Work to do
Write out the entire listing below exactly as it appears, minus any pictures.
::: Dataset rows
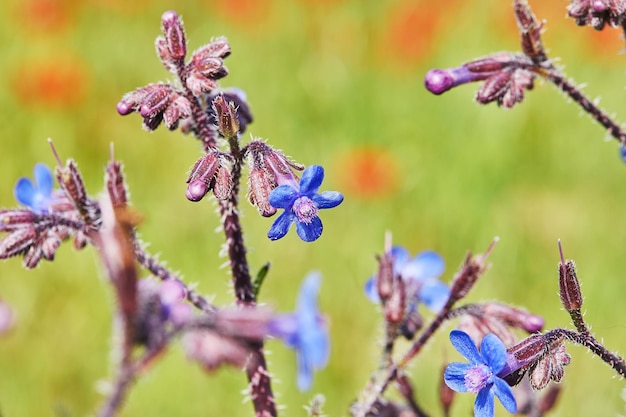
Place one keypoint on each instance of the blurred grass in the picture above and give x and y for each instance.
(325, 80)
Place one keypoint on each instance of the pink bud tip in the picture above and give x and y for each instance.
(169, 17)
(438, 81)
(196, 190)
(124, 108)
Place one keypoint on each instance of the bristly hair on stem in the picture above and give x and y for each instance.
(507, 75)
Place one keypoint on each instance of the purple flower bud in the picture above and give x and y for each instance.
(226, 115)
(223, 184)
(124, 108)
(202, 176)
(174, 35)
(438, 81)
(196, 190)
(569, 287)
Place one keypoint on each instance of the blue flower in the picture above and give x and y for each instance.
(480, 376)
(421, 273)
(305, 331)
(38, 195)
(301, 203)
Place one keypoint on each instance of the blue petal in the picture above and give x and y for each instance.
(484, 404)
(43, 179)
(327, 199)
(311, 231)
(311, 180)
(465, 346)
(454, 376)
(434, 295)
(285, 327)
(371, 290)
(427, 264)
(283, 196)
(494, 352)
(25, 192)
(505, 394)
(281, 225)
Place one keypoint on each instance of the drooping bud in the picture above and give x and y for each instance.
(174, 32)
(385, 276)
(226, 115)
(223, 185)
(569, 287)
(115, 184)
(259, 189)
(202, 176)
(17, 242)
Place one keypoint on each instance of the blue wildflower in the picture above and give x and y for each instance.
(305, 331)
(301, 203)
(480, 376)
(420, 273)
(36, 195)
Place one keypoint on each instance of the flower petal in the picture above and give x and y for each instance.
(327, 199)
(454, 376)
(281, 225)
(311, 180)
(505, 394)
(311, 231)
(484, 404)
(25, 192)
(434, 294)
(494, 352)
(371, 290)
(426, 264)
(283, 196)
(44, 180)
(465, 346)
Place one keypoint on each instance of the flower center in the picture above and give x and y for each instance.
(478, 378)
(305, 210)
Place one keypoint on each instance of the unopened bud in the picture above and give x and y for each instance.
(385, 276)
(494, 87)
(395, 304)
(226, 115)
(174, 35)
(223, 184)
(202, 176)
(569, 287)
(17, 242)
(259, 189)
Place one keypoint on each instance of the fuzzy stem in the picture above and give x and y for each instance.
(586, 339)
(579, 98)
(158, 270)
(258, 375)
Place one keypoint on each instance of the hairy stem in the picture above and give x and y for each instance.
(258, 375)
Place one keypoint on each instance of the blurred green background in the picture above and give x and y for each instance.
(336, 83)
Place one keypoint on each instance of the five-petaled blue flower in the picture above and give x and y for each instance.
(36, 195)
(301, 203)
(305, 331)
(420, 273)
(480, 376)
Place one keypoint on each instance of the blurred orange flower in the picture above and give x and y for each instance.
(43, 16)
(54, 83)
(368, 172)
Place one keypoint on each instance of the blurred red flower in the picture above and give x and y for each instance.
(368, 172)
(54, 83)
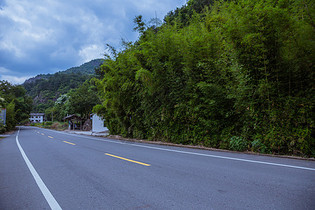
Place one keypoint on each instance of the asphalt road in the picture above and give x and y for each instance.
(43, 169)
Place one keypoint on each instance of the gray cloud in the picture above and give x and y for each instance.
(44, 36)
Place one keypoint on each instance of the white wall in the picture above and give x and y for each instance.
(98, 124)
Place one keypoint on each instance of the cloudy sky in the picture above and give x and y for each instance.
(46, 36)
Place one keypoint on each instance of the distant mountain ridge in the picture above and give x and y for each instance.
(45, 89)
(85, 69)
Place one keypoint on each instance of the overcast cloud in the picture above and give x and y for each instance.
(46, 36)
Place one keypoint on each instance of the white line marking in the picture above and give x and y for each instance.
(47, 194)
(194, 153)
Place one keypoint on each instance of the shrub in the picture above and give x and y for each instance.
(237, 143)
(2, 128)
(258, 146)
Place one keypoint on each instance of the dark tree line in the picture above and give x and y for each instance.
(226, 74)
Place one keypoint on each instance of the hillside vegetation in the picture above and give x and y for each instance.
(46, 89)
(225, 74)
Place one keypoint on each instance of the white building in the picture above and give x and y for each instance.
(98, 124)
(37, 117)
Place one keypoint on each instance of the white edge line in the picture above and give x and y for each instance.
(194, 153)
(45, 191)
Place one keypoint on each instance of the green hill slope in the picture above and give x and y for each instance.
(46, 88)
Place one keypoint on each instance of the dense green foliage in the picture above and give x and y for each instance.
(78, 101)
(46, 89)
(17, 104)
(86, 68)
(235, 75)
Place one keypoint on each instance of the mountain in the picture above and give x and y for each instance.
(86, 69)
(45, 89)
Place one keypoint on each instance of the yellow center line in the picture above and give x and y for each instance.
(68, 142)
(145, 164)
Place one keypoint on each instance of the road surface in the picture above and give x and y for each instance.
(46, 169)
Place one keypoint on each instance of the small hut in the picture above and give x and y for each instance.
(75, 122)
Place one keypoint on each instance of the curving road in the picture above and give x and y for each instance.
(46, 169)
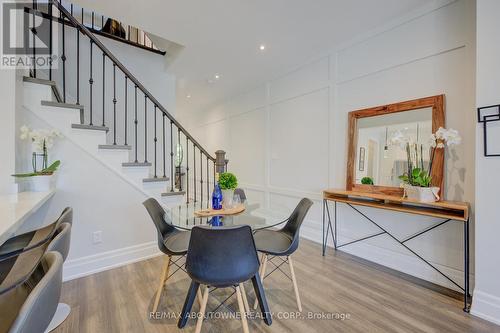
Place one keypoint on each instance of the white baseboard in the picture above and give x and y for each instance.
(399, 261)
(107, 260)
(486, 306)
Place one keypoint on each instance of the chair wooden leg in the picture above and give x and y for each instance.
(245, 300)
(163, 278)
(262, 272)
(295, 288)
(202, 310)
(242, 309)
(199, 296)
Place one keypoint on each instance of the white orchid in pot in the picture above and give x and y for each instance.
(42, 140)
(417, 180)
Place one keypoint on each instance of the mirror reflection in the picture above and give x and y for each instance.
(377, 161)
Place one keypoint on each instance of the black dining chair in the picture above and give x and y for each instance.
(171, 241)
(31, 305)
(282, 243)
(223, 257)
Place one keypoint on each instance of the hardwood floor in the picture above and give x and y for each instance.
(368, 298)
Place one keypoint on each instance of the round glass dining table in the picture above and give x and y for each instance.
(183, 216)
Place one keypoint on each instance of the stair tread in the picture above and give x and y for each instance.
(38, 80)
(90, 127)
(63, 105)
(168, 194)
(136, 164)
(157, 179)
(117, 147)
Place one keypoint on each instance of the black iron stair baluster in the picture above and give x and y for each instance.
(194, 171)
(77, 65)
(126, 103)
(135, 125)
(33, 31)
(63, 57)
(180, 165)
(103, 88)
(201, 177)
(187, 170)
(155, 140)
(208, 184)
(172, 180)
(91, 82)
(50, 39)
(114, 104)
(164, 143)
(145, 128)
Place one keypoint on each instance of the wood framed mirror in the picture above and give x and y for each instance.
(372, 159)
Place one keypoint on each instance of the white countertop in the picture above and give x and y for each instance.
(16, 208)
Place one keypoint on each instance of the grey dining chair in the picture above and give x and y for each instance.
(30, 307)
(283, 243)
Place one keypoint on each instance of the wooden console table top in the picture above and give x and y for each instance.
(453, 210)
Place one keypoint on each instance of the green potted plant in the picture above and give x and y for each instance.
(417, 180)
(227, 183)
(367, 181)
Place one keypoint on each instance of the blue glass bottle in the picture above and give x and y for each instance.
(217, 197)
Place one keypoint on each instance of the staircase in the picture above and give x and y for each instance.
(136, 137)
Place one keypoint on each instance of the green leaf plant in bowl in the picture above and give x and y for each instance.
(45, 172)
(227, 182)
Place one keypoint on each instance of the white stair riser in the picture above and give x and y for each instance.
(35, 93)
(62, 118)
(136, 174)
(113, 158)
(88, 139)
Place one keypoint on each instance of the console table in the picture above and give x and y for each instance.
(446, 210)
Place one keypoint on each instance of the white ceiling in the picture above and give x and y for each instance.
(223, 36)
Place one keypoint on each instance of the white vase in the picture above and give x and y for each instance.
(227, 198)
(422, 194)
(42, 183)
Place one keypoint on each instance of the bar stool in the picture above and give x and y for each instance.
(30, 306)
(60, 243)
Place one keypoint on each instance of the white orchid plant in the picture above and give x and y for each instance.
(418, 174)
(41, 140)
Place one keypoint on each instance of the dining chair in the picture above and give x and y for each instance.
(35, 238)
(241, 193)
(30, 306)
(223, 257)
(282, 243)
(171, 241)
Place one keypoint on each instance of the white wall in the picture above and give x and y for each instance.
::::::
Result below
Place one keypoint on each instance of the blurred grass in the picture above and give x and y for each instance.
(325, 80)
Place one keypoint on each instance of the pink bud tip in the picture above and give x and y for each instance.
(169, 17)
(438, 81)
(196, 190)
(124, 108)
Place one keypoint on each instance of the bristly hair on stem in the picture above and give x and y for each instance.
(507, 75)
Place one keypoint on each instance of the purple flower bud in the picture above and give x and y for each instance.
(226, 115)
(223, 184)
(124, 108)
(202, 176)
(174, 35)
(438, 81)
(196, 190)
(569, 287)
Place one keypoint on each instance of the blue flower in the picture above and give x and y for each instance.
(480, 376)
(421, 273)
(305, 331)
(38, 195)
(301, 203)
Place one keypoint on each instance of the blue petal in the picture above and give x and y for each instance.
(484, 404)
(43, 179)
(327, 199)
(311, 231)
(311, 180)
(465, 346)
(454, 376)
(434, 295)
(285, 327)
(371, 290)
(427, 264)
(283, 196)
(494, 352)
(25, 192)
(505, 394)
(281, 225)
Place one keypoint on each instance of the drooping bud in the picture above and give x and y for each instance.
(174, 32)
(385, 276)
(226, 115)
(223, 185)
(569, 287)
(115, 184)
(259, 189)
(202, 176)
(17, 242)
Place one keypoint on each instance of the blue wildflower in the picture above and give x and y for each instance.
(305, 331)
(301, 203)
(480, 376)
(420, 273)
(36, 195)
Place one keypoint on each instance of the flower petal in the picture above and give x and y for each instance.
(327, 199)
(454, 376)
(281, 225)
(311, 180)
(505, 394)
(311, 231)
(484, 404)
(25, 192)
(434, 294)
(494, 352)
(371, 290)
(426, 264)
(283, 196)
(44, 180)
(465, 346)
Place one keypoint on each instance of the flower center in the picture above and give x and y for each instance.
(478, 378)
(305, 210)
Place one keypoint on each instance of the unopened bud in the picture above and give x and y for each instance.
(385, 276)
(494, 87)
(395, 304)
(226, 115)
(174, 35)
(223, 184)
(202, 176)
(569, 287)
(17, 242)
(259, 189)
Place one keypoint on each instance of the fuzzy stem in the picture above and give x and y for each instance.
(586, 339)
(579, 98)
(158, 270)
(258, 375)
Place one keypoint on each instance of the hairy stem in the picture above and give x and y for each instance.
(258, 375)
Place one keypoint on each instance of the blurred green background in the picture above and give x and y for each instance.
(336, 83)
Place one keypoint on each instance of the five-petaled blue flower in the picture above and give x and y for each instance.
(36, 195)
(301, 203)
(305, 331)
(420, 273)
(480, 376)
Place one keypoint on each instance of the blurred orange flower in the picture above and give x and y for each instance.
(43, 16)
(54, 83)
(368, 172)
Place one keypoint on each instance of the blurred red flower in the picture above and give x and y for each instance.
(368, 172)
(54, 83)
Place one keypoint on each instance of the asphalt road in the picture above and give x and y for each instance.
(43, 169)
Place one keypoint on each instance of the gray cloud in the picture above and give x and y for each instance.
(44, 36)
Place one keypoint on each instance of the white wall in the picture above and give x and y for each instance.
(98, 124)
Place one keypoint on each instance of the cloudy sky in the picture above and give x and y for each instance.
(46, 36)
Place one keypoint on each instance of the distant mountain ridge in the picture above and give x and y for each instance.
(45, 89)
(85, 69)
Place one keypoint on each instance of the overcast cloud in the picture above and give x and y for each instance.
(46, 36)
Place one keypoint on each instance of the white line marking in the picture above and give x and y for each instance.
(47, 194)
(194, 153)
Place one keypoint on each instance of the shrub in the picture above and give x and y for each instance.
(237, 143)
(2, 128)
(258, 146)
Place one keypoint on each instance of the dark tree line in the picture above and give x and y for each instance.
(226, 74)
Place one keypoint on each instance of the hillside vegetation in the picture above and give x and y for each instance.
(46, 89)
(225, 74)
Place one keypoint on each instance of the white building in the picture above and give x and y for each instance.
(98, 124)
(37, 117)
Place one keypoint on each instance of the white edge line in the picture above and give x and y for each instance.
(194, 153)
(45, 191)
Place one keypoint on each instance of the green hill slope in the picture above and give x and y for each instance.
(46, 88)
Place one keypoint on each instance of the dense green foliage in the picture above and give x and y for each instance.
(78, 101)
(46, 89)
(17, 104)
(86, 68)
(235, 75)
Place one keypoint on each instance of the mountain in the picture above and give x and y for each instance.
(86, 69)
(45, 89)
Place one keypoint on each instance of the yellow center line in the picture above and give x and y for each instance.
(68, 142)
(145, 164)
Place one keypoint on each instance of the road surface in the picture above and give x and y for each instance.
(46, 169)
Place one keypoint on each instance of the small hut in the picture above and give x and y for each instance.
(75, 122)
Place one keypoint on each instance of the curving road in the picture above and give x and y for each instance.
(46, 169)
Place one keypoint on each instance of the white baseboard in the picture above and give x and y for each instance.
(399, 261)
(107, 260)
(486, 306)
Place one keypoint on each instance of the chair wooden leg in the picture above and give x and y for each instance.
(245, 300)
(163, 278)
(262, 272)
(295, 288)
(202, 310)
(242, 309)
(199, 296)
Place one keypoint on each instance of the white orchid in pot in the picture above and give x and y for each instance.
(42, 140)
(417, 180)
Place one keypoint on each instance of the mirror reflection in the picture above and give x and y for each instance.
(377, 161)
Place one keypoint on each instance of the black dining chair in the picture above and give x and y for each instance.
(171, 241)
(31, 305)
(282, 243)
(223, 257)
Place one keypoint on each instance of the hardwood floor in the picture above and give x and y for each instance.
(368, 298)
Place one keypoint on each instance of the round glass dining table in the picture above and give x and y for each instance.
(183, 216)
Place one keypoint on each instance of the stair tread in the picture above and give x and y for each instance.
(38, 80)
(90, 127)
(63, 105)
(168, 194)
(136, 164)
(157, 179)
(117, 147)
Place one keypoint on each instance of the black iron stair baluster in the picture above and give x and y for each instance.
(194, 171)
(77, 65)
(126, 103)
(135, 125)
(33, 31)
(63, 57)
(180, 165)
(103, 88)
(201, 177)
(187, 170)
(155, 140)
(208, 184)
(172, 180)
(91, 82)
(50, 39)
(114, 104)
(164, 143)
(145, 128)
Place one keypoint on each instance of the wood framed mirror in the picture above and give x and y for each instance.
(372, 159)
Place one keypoint on each instance of the white countertop in the picture above and give x and y for each instance.
(16, 208)
Place one keypoint on each instance of the grey dining chair in the picture above and give x and y for each instance.
(30, 307)
(283, 243)
Place one keypoint on each instance of the wooden console table top in the picture above and give x and y for each instance.
(453, 210)
Place one keypoint on each instance of the green potted plant in the picture above and give x and y for each instance.
(417, 180)
(227, 183)
(367, 181)
Place one keypoint on each instance of the blue glass bottle in the picture above and give x and y for each instance.
(217, 197)
Place one keypoint on each instance of the staircase in the picture above and give x and y for each instance.
(136, 137)
Place one keypoint on each instance of the green leaf plant in bowl in the picture above and give x and y for each instance.
(45, 172)
(227, 182)
Place one keypoint on each instance of the white stair riser in the picture above and give x and y for each instance.
(35, 93)
(62, 118)
(136, 174)
(113, 158)
(88, 139)
Place one keypoint on each instance of the console table in the picture above and give x and y for each instance.
(446, 210)
Place one keypoint on each instance of the white ceiling in the picture above and give x and y for each instance.
(223, 36)
Place one keypoint on each instance of the white vase in the picture above and give x and y for each instance.
(227, 198)
(422, 194)
(42, 183)
Place one keypoint on each instance of the bar stool in the picture above and give x and y for each instance.
(30, 306)
(60, 243)
Place one keypoint on each instance of the white orchid plant in the picture above and give x and y for each instance.
(418, 174)
(41, 140)
Place one keypoint on each instance of the dining chair in the picture above and give x and y for each instance.
(35, 238)
(241, 193)
(30, 306)
(223, 257)
(282, 243)
(171, 241)
Place one keypoint on each instance of the white wall in the picture above and give x and y for each instance.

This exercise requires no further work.